◆ **Instruções da tarefa**: Retorne, sem nenhuma alteração, apenas as linhas do trecho que começa na linha que contém "Batch job #47 — class: bird's" e termina na linha que contém "163;167;302;218", incluindo as duas.
─── Material do exercício
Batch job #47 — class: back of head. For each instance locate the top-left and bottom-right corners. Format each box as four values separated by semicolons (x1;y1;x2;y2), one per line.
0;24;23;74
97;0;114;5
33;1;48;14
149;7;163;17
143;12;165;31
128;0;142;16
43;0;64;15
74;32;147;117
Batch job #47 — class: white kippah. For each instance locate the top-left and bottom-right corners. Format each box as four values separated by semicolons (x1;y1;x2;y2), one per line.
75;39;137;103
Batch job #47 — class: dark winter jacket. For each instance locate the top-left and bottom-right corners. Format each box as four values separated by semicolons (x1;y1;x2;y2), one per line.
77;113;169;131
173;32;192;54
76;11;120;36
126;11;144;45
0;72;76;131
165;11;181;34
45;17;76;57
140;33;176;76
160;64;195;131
──────
─── Material do exercício
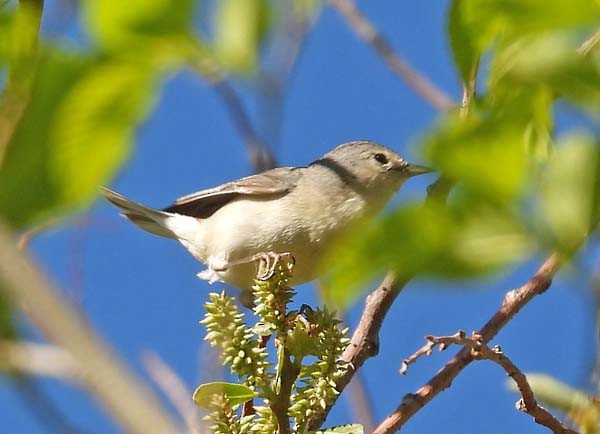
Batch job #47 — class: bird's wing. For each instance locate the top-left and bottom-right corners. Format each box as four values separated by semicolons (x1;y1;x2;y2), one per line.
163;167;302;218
──────
◆ **Em resposta**:
Batch job #47 — class: bird's wing. For each instance locate the top-left and bottom-right corners. Format each box as four values separated by semicolons (x1;y1;x2;y2), one per line.
163;167;302;218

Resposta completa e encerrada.